>> Start Text shown
ClangFormat: apply to source, most of intern

Apply clang format as proposed in T53211.

For details on usage and instructions for migrating branches
without conflicts, see:

https://wiki.blender.org/wiki/Tools/ClangFormat

1 files changed, 121 insertions, 88 deletions

diff --git a/intern/cycles/kernel/closure/volume.h b/intern/cycles/kernel/closure/volume.h
index 872d06c936a..473bc0e8a82 100644
--- a/intern/cycles/kernel/closure/volume.h
+++ b/intern/cycles/kernel/closure/volume.h
@@ -23,21 +23,21 @@ CCL_NAMESPACE_BEGIN
 
 ccl_device void volume_extinction_setup(ShaderData *sd, float3 weight)
 {
-	if(sd->flag & SD_EXTINCTION) {
-		sd->closure_transparent_extinction += weight;
-	}
-	else {
-		sd->flag |= SD_EXTINCTION;
-		sd->closure_transparent_extinction = weight;
-	}
+  if (sd->flag & SD_EXTINCTION) {
+    sd->closure_transparent_extinction += weight;
+  }
+  else {
+    sd->flag |= SD_EXTINCTION;
+    sd->closure_transparent_extinction = weight;
+  }
 }
 
 /* HENYEY-GREENSTEIN CLOSURE */
 
 typedef ccl_addr_space struct HenyeyGreensteinVolume {
-	SHADER_CLOSURE_BASE;
+  SHADER_CLOSURE_BASE;
 
-	float g;
+  float g;
 } HenyeyGreensteinVolume;
 
 /* Given cosine between rays, return probability density that a photon bounces
@@ -45,119 +45,152 @@ typedef ccl_addr_space struct HenyeyGreensteinVolume {
  * uniform sphere. g=0 uniform diffuse-like, g=1 close to sharp single ray. */
 ccl_device float single_peaked_henyey_greenstein(float cos_theta, float g)
 {
-	return ((1.0f - g * g) / safe_powf(1.0f + g * g - 2.0f * g * cos_theta, 1.5f)) * (M_1_PI_F * 0.25f);
+  return ((1.0f - g * g) / safe_powf(1.0f + g * g - 2.0f * g * cos_theta, 1.5f)) *
+         (M_1_PI_F * 0.25f);
 };
 
 ccl_device int volume_henyey_greenstein_setup(HenyeyGreensteinVolume *volume)
 {
-	volume->type = CLOSURE_VOLUME_HENYEY_GREENSTEIN_ID;
+  volume->type = CLOSURE_VOLUME_HENYEY_GREENSTEIN_ID;
 
-	/* clamp anisotropy to avoid delta function */
-	volume->g = signf(volume->g) * min(fabsf(volume->g), 1.0f - 1e-3f);
+  /* clamp anisotropy to avoid delta function */
+  volume->g = signf(volume->g) * min(fabsf(volume->g), 1.0f - 1e-3f);
 
-	return SD_SCATTER;
+  return SD_SCATTER;
 }
 
 ccl_device bool volume_henyey_greenstein_merge(const ShaderClosure *a, const ShaderClosure *b)
>> End Text shown
>> Start Material supplied
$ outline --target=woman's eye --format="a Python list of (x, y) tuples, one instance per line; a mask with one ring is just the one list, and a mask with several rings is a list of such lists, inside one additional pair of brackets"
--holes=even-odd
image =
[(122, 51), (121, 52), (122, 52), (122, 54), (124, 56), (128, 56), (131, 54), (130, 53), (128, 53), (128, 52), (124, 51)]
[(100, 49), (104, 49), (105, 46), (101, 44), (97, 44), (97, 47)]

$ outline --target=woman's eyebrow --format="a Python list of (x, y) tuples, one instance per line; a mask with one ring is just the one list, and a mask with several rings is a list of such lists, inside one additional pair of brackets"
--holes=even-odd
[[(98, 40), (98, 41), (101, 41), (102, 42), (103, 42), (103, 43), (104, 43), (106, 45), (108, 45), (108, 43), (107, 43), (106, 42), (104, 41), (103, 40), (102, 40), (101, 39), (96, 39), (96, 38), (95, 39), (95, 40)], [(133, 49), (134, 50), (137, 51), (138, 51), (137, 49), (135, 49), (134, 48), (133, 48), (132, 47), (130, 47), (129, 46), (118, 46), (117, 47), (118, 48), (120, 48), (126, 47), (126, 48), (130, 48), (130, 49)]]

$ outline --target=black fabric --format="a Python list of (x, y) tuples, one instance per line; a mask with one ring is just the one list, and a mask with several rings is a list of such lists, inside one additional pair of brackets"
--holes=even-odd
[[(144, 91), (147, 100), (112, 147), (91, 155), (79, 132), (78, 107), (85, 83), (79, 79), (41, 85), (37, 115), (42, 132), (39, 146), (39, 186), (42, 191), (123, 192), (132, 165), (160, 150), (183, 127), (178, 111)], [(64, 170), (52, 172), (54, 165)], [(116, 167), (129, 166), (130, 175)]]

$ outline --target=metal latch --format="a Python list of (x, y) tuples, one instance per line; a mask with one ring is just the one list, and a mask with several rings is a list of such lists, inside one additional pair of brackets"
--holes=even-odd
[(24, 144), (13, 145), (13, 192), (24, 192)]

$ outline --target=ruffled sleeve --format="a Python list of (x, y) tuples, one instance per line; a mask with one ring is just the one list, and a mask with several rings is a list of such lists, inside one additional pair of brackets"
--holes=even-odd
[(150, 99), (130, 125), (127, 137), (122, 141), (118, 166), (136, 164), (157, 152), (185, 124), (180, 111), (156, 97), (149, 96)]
>> End Material supplied
Parts of the exercise:
- 1) According to the commit text, how many insertions and deletions does the change make?
- 2) Duplicate the commit text from "https://wiki.blender.org/wiki/Tools/ClangFormat" up to and including "volume_extinction_setup(ShaderData *sd, float3 weight)".

Response list:
- 1) 121 insertions and 88 deletions.

- 2)
https://wiki.blender.org/wiki/Tools/ClangFormat

1 files changed, 121 insertions, 88 deletions

diff --git a/intern/cycles/kernel/closure/volume.h b/intern/cycles/kernel/closure/volume.h
index 872d06c936a..473bc0e8a82 100644
--- a/intern/cycles/kernel/closure/volume.h
+++ b/intern/cycles/kernel/closure/volume.h
@@ -23,21 +23,21 @@ CCL_NAMESPACE_BEGIN
 
 ccl_device void volume_extinction_setup(ShaderData *sd, float3 weight)